Maybe what you're referring to, Ben, is generative AI when it's generating something through a natural language and you say this is 90% accurate, not 100% accurate. I'm assuming that's what you're referring to. In the EDA world, we're all about optimization, massive optimization problems. I mean, we're talking about many billions of transistors that you're jamming in a small silicon area and you're trying to optimize. Where do you place it, how do you route it, how do you get to the performance, the power? And you know, this is no way for a human to do it. So our industry has been very much in the space of using technology to optimize. So what we do for AI, we're doing generative AI, but put that aside for a moment, is using machine learning and AI algorithm to optimize for an outcome. But you always have, as Art mentioned, many steps before you commit it to manufacturing and say it's going to work. Meaning you don't just say, oh, that's what synthesis or AI generated is going to work. I'll go to whomever, your foundry and you spend many, many, many millions and the chip does not work. So you have many checks of verification. What we have pioneered with AI for EDA starting in 2017, right now, is used by dozens of customers in production. Meaning they're trusting it, they're trusting the outcome. But there are all the other checks you have to go through to verify that it's going to work once you manufacture it.

Ben

And to be clear, there's basically specific goals around size, around power efficiency and around overall performance. And it's basically optimizing within that set of constraints. So you can sort of prove when it's done that it's better than what happened before the AI came in.

Art Digius

Those are the outcome metrics. Right. And you just mentioned three or four. And that's what we optimize for. But you know what that forgets? It's not only that there's the other 10 trillion constraints that you have to meet that tolerate zero error. And the very big difference between many of the AI optimization things that we see in the world, and some hallucinate more than others, there are many very good ones, is that we have a constraint that is much, much harsher, which is absolute correctness in functionality. And by the way, the scene jumped quickly 25 years. And in those 25 years, there's been 25 years of revolutionary techniques and enhancements not only to what we do, but to the circuits that we do with our customers. And, you know, sitting on an exponential rate of change, that is a large number of revolutionary changes. And every single one, every single one has been delivered in an evolutionary way. With other words, you forget one lesson learned in, I don't know, 1997 Crosswall capacitance. You forget that nothing works today. Nothing. Well, he made it sound so simple. Yeah. You know, we know AI the heck out of it, we do. But that AI itself works on unbelievable number of parameters. And the rules specifically for the layout have no tolerance for error. You violate one of those, the yield will go zip down the drain.

Sassin Ghazi

But see, that's why, when the question often comes up, why aren't there EDA startups? Why is the market consolidated to just 2? It's that exact point that Art just made. The learning is not just, hey, can I train a model and then create an output? And I'm there. The cumulative knowledge to get to the current state before you look at the future state is massive.

David

It strikes me that there's actually a lot of parallels to the foundry business just on the software side. You can't just go recreate tsmc. Obviously, as we are seeing, it's all those cumulative years of learning about how to do this. And this is the same thing.

▶ Required tasks:
1 – Translate this sentence from the discussion of AI in chip design into Spanish: "The cumulative knowledge to get to the current state before you look at the future state is massive."
2 – Show each line of the records that includes the word "bowl".
The discussion of AI in chip design and the records that follow it are unrelated.

▶ Records supplied:

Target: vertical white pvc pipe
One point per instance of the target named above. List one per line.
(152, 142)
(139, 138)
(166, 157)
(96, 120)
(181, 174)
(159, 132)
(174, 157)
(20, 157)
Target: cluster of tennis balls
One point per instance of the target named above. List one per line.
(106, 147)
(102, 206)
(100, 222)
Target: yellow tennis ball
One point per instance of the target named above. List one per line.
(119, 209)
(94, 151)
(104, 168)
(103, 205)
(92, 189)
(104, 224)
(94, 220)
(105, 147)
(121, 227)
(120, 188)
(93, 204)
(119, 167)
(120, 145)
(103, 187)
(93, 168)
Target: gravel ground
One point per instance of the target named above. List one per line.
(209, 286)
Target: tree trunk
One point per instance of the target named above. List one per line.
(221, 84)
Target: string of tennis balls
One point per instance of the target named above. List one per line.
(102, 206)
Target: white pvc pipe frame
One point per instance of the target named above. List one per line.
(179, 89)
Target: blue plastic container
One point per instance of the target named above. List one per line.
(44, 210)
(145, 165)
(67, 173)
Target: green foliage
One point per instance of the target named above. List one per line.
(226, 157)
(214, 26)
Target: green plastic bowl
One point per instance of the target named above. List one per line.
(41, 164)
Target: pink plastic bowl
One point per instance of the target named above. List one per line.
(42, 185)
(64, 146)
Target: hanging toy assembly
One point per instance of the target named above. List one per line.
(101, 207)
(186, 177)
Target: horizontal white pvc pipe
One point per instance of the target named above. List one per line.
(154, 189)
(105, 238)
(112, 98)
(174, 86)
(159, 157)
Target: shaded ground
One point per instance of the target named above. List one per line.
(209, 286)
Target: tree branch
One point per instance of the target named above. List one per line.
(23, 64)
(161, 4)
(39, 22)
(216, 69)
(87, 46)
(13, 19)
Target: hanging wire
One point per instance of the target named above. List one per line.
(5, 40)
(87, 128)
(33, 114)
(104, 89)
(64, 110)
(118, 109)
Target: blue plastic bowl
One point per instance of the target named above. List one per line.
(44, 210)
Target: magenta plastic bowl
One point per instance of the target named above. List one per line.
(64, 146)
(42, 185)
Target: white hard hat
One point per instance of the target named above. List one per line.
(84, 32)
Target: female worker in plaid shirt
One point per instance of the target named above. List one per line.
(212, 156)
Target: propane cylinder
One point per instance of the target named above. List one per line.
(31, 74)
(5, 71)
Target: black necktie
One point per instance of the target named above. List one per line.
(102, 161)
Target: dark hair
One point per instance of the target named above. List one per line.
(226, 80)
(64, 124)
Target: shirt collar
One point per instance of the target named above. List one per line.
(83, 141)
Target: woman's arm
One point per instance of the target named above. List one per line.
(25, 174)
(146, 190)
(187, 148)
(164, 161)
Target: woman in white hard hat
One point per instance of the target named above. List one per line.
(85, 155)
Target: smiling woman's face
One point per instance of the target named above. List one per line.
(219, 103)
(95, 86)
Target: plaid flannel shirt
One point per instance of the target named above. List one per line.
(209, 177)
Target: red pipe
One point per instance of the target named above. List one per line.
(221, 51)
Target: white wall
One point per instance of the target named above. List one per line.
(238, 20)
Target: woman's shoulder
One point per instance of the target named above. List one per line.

▶ Answers to the tasks:
1 – El conocimiento acumulado para llegar al estado actual antes de mirar el estado futuro es enorme.

2 –
Target: green plastic bowl
Target: pink plastic bowl
Target: blue plastic bowl
Target: magenta plastic bowl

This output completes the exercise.